Nada tiene que ver la fachada del edificio de la calle Álvaro Besa con la calle Miramar y el insólito edificio
que la justifica. Su encuentro y la parte de abajo que termina comunicando el
pasaje con Urriola, en una curva imposible para sortear la empinada orografía,
parece sacada de los intrincados espacios kafkianos.
Varios palacetes se
mantienen en pie y han sido restaurados para albergar hoteles o restaurantes,
pero otras muchas viviendas que abren sus balcones o galerías a la bahía están
habitadas por gente corriente, por vecinos. Parece una zona tranquila y segura,
salpicada de vegetación allí donde ha quedado un hueco sin construir. Y se exhibe cierto aire
entre lo decadente y lo postmoderno, entre la degradación a la que somete la
pobreza y el empeño por superarla aunque sea a base de imaginación y
entusiasmo.

_Información mostrada_:
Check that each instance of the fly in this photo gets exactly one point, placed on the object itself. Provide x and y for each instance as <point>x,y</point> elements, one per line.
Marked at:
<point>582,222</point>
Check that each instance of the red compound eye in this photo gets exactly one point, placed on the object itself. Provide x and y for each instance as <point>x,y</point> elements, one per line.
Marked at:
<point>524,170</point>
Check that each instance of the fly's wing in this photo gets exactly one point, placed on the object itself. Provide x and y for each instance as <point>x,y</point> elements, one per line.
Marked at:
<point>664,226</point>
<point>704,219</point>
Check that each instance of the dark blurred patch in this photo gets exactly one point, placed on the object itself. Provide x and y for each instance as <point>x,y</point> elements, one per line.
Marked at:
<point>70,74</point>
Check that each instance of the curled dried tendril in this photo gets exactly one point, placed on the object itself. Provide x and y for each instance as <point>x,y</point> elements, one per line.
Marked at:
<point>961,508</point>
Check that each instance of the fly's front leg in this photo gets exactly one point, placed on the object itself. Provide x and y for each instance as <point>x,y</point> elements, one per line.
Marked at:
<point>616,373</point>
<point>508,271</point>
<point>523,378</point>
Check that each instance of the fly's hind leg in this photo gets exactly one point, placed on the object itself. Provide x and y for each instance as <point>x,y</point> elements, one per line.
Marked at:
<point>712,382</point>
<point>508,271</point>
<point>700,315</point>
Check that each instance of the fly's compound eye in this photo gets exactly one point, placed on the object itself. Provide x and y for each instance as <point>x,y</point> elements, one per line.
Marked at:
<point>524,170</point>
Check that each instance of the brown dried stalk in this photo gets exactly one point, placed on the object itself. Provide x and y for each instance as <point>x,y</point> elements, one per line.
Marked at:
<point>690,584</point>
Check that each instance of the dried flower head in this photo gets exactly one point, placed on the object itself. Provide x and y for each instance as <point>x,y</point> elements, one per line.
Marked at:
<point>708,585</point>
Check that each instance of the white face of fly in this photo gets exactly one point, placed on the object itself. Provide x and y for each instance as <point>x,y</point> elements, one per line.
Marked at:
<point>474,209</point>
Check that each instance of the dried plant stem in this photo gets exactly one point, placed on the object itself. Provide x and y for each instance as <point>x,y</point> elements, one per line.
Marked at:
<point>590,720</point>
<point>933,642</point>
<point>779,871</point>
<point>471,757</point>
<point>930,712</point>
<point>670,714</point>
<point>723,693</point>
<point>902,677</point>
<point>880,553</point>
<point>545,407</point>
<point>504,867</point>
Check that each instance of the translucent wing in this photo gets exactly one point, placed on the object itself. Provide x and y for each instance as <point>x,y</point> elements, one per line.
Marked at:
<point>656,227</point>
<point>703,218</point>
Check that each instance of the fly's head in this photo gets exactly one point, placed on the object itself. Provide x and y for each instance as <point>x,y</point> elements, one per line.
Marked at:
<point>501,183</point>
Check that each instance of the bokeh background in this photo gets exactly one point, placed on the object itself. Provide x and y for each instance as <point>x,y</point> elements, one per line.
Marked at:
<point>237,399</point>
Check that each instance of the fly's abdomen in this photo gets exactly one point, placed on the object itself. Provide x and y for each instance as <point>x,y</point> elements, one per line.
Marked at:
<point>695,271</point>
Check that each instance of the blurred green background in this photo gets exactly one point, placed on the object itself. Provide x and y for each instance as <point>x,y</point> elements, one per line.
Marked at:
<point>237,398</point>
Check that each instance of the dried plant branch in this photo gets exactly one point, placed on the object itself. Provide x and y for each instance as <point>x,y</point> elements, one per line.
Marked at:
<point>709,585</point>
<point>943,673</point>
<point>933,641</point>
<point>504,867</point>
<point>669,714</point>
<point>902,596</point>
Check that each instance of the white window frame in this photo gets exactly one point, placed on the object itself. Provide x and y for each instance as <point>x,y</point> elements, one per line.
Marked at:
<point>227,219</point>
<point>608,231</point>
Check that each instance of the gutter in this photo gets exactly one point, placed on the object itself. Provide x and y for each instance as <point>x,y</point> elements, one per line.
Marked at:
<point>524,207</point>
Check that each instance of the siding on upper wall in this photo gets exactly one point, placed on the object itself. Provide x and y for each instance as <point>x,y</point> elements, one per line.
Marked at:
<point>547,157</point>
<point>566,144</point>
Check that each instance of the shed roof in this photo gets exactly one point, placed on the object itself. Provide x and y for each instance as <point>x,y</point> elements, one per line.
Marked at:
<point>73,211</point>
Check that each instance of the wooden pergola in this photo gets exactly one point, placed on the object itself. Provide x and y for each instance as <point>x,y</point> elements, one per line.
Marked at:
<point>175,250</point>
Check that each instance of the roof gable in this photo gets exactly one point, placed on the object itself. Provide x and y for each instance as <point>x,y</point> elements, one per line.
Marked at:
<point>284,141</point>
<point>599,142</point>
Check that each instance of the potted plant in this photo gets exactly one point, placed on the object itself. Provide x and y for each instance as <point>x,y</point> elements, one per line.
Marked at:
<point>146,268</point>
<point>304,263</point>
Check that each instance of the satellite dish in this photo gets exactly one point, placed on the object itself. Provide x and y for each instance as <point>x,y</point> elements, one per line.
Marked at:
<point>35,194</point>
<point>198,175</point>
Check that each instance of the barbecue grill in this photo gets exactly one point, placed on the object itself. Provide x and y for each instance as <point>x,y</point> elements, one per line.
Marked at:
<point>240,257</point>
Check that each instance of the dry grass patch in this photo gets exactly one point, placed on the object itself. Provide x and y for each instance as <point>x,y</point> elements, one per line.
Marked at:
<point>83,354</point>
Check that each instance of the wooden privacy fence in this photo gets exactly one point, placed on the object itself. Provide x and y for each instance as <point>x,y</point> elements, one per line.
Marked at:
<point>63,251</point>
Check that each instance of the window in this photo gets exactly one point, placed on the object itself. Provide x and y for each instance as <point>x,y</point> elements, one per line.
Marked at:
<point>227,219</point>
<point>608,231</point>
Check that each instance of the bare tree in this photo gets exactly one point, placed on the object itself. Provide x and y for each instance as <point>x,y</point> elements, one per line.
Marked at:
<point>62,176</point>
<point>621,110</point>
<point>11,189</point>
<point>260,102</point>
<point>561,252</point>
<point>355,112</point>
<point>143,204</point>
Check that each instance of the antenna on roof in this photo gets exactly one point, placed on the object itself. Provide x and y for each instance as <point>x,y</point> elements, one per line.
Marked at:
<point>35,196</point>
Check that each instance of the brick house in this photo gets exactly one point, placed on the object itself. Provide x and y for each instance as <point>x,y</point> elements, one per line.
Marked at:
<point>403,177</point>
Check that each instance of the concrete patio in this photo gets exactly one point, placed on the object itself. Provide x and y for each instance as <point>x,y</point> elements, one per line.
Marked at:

_Descripción de la tarea_: Reproduzca literalmente, del texto seleccionado que figura arriba, todo lo que va desde "Nada tiene que" hasta "intrincados espacios kafkianos.".

_Área de respuesta_:
Nada tiene que ver la fachada del edificio de la calle Álvaro Besa con la calle Miramar y el insólito edificio
que la justifica. Su encuentro y la parte de abajo que termina comunicando el
pasaje con Urriola, en una curva imposible para sortear la empinada orografía,
parece sacada de los intrincados espacios kafkianos.